Task to carry out — Omitting the images, transcribe the records below exactly as they stand.

[Natural language region descriptions]
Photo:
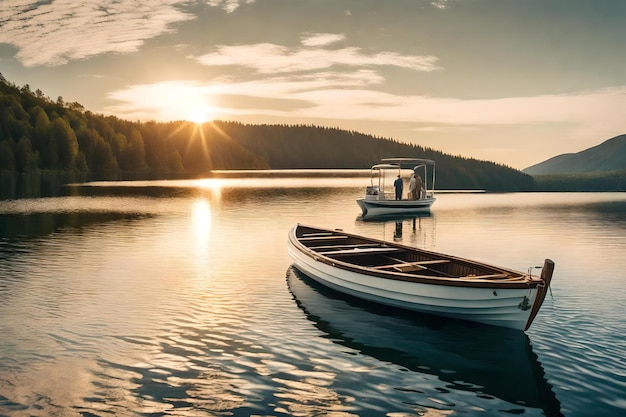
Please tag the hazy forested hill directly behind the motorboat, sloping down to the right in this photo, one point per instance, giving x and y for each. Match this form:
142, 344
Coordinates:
318, 147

Written answer —
Photo:
Please tag the hazy forested hill directly behind the motorboat, sloping down to the right in this photo, one point per instance, giving x and y for each. Match this form:
142, 344
Coordinates:
318, 147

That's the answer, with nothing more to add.